» **Source data**:
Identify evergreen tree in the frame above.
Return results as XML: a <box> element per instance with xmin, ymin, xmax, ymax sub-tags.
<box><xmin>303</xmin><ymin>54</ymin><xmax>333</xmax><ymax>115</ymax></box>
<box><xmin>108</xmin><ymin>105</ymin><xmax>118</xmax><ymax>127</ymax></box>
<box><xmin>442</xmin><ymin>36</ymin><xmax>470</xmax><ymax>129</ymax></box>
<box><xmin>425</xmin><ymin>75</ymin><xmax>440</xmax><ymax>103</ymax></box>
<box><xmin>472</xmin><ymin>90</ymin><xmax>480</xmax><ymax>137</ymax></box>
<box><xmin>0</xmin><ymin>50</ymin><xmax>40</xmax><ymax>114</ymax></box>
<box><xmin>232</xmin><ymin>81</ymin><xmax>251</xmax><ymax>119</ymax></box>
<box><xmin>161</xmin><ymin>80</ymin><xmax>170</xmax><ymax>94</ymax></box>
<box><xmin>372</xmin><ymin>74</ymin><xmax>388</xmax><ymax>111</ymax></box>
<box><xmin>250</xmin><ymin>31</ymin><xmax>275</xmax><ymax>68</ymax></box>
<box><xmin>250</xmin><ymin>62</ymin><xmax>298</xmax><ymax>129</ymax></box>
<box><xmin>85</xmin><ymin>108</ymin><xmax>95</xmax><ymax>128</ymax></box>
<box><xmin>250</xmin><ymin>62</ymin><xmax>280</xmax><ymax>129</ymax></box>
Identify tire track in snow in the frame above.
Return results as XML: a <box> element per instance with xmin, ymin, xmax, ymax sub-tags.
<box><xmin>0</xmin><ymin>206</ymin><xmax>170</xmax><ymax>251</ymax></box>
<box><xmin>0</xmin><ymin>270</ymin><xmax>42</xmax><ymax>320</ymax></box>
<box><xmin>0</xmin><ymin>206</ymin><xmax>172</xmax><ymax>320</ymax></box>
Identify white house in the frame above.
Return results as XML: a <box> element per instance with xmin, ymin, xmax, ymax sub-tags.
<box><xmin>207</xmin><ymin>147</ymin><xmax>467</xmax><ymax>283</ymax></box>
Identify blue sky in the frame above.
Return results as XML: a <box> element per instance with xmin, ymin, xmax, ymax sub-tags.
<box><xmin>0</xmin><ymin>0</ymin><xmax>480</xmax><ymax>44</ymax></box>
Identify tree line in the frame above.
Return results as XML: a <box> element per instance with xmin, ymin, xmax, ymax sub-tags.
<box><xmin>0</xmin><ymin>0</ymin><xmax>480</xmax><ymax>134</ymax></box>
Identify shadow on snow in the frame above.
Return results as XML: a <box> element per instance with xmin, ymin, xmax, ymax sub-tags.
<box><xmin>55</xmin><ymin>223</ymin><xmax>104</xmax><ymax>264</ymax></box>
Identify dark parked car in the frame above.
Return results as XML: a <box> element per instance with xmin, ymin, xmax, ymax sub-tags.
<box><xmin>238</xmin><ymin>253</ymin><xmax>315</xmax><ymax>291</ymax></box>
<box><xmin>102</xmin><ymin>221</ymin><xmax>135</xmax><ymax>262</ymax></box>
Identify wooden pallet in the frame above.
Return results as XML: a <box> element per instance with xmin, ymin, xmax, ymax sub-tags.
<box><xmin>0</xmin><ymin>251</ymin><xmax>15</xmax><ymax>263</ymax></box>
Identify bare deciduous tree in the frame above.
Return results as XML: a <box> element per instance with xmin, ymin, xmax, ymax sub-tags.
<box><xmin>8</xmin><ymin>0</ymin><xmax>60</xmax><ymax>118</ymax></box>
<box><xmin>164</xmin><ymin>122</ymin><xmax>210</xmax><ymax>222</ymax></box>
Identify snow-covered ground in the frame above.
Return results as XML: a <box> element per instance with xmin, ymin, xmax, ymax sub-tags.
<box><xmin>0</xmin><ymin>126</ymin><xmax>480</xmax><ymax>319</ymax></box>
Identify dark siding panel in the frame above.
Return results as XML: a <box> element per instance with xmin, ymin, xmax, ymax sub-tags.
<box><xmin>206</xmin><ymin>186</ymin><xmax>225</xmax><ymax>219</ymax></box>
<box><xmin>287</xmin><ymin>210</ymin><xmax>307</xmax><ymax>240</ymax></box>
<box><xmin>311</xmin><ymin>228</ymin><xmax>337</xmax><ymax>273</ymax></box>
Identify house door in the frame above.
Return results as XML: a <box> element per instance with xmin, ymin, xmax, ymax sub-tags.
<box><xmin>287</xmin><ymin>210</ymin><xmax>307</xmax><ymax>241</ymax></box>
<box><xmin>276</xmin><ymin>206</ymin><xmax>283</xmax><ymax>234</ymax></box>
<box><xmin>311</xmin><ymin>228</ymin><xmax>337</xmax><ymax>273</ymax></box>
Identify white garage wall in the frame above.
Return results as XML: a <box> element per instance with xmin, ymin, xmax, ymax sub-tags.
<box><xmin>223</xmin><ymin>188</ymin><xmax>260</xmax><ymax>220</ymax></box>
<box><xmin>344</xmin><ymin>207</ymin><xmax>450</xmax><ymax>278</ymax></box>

» **To do**:
Can you repeat the material from the line with "Identify white garage" up to and including its final line, swapping "instance" for "detected object" and keeping everything else the same?

» **The answer**:
Identify white garage wall in the frame above.
Return results as XML: a <box> element per detected object with xmin, ymin, xmax, ymax sub-tags.
<box><xmin>223</xmin><ymin>188</ymin><xmax>260</xmax><ymax>220</ymax></box>
<box><xmin>344</xmin><ymin>207</ymin><xmax>450</xmax><ymax>278</ymax></box>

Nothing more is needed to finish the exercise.